= To do =
Reproduce the listing below, from the line containing "trace: snow surface" through the line containing "M314 1126L281 1137L300", with both of those lines included.
_____
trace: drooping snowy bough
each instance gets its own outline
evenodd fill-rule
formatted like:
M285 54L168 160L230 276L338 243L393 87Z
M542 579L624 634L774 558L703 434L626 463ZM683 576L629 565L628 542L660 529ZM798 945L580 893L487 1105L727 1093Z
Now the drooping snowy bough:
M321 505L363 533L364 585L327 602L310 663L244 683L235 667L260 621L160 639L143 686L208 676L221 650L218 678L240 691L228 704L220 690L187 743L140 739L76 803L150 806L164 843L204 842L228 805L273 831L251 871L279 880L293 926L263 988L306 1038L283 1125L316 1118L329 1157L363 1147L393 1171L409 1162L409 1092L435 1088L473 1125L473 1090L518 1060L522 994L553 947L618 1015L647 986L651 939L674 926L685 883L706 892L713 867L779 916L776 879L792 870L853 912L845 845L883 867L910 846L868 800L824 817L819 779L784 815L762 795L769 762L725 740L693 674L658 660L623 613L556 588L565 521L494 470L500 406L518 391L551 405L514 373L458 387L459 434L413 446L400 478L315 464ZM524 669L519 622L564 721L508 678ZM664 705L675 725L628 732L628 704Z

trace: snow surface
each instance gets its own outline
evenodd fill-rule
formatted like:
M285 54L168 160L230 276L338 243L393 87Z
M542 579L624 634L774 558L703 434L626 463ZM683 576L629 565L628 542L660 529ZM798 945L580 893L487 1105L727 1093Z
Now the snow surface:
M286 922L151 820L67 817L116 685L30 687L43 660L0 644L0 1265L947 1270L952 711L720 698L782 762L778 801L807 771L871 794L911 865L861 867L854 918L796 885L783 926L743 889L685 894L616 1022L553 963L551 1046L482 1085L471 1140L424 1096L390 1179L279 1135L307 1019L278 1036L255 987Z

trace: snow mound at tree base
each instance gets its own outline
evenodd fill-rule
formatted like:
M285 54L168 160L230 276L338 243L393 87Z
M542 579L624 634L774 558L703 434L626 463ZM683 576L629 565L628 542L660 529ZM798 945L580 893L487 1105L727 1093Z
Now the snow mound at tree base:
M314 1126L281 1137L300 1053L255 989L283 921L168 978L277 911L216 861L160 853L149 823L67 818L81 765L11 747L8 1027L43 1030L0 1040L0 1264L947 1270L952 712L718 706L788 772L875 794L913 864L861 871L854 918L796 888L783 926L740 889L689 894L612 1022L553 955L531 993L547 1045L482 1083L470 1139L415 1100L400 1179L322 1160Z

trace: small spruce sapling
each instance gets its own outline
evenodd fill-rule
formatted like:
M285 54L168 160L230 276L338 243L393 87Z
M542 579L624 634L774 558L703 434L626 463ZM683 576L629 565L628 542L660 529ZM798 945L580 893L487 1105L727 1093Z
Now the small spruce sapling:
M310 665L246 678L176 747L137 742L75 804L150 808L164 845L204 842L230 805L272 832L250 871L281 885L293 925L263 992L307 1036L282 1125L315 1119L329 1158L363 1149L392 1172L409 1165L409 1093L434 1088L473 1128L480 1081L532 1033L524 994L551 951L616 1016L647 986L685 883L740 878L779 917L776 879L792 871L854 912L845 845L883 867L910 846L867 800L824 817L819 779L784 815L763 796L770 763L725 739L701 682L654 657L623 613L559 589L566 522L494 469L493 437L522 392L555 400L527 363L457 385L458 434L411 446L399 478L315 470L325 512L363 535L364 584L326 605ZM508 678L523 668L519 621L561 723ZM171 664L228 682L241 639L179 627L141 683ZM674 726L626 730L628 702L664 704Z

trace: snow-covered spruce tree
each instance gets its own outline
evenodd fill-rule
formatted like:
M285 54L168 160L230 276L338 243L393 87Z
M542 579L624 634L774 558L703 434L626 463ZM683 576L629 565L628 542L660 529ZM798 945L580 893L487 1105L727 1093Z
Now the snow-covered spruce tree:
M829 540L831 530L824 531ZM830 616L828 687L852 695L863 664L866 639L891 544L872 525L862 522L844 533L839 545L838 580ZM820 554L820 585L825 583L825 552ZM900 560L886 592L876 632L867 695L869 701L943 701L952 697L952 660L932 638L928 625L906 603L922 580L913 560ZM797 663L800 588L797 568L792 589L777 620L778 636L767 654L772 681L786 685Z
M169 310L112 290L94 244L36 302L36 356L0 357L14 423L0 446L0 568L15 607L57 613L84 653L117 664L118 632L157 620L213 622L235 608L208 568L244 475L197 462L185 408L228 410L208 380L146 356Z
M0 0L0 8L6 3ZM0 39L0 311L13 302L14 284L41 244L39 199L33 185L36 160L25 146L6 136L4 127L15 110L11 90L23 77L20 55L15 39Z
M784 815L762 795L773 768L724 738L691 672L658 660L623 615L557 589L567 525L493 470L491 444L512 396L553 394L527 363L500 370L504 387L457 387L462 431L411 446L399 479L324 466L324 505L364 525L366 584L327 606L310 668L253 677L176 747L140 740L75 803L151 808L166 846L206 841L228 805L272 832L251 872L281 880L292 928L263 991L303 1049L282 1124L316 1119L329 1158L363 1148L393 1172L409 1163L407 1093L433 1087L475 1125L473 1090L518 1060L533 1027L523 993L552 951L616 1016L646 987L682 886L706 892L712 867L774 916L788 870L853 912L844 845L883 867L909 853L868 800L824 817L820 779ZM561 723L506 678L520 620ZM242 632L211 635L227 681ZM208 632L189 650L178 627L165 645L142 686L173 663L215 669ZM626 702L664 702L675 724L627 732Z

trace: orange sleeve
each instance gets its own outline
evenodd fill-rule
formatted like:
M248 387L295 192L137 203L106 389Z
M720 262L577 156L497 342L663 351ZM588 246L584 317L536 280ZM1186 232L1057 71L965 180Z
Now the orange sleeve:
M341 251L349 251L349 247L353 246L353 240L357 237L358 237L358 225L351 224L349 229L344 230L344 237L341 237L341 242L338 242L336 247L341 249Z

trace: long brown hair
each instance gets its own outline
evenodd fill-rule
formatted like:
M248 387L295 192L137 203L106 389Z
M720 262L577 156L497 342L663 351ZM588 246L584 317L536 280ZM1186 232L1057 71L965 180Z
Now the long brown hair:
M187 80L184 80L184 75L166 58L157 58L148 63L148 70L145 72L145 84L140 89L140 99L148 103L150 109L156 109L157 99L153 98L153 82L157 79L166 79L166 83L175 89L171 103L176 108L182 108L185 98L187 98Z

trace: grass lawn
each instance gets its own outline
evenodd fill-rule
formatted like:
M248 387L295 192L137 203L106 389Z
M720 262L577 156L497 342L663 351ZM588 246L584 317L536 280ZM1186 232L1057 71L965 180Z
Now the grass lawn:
_____
= Written answer =
trace: snow surface
each instance gets its own outline
evenodd fill-rule
formatted like:
M285 54L168 160L230 276L338 243L393 87Z
M542 579L624 634L774 558L703 434L626 463ZM683 576L629 565L628 542L660 529ZM798 945L580 893L487 1105L727 1093Z
Now the snow surface:
M286 922L151 820L67 817L116 685L30 687L43 660L0 644L0 1265L947 1270L952 711L720 698L782 762L778 801L807 771L871 794L911 865L861 867L854 918L796 885L783 926L743 889L685 894L616 1022L553 963L551 1046L482 1085L471 1140L424 1096L390 1179L279 1135L307 1019L278 1036L255 987Z

trace: snow mound at tree base
each instance gets its own outline
evenodd fill-rule
formatted like:
M285 54L168 160L230 276L338 243L393 87Z
M542 579L624 634L774 558L703 434L626 463ZM683 576L629 565L628 542L660 529ZM798 945L580 893L487 1105L727 1093Z
Now the snow mound at tree base:
M314 1126L281 1137L300 1053L255 989L283 921L168 978L277 911L216 861L160 853L149 823L67 818L81 765L11 747L8 1027L43 1030L0 1040L0 1264L947 1270L952 712L718 706L788 772L875 794L913 864L861 871L854 918L796 888L783 926L740 889L689 894L612 1022L553 955L531 993L547 1045L482 1083L470 1139L415 1100L400 1179L322 1160Z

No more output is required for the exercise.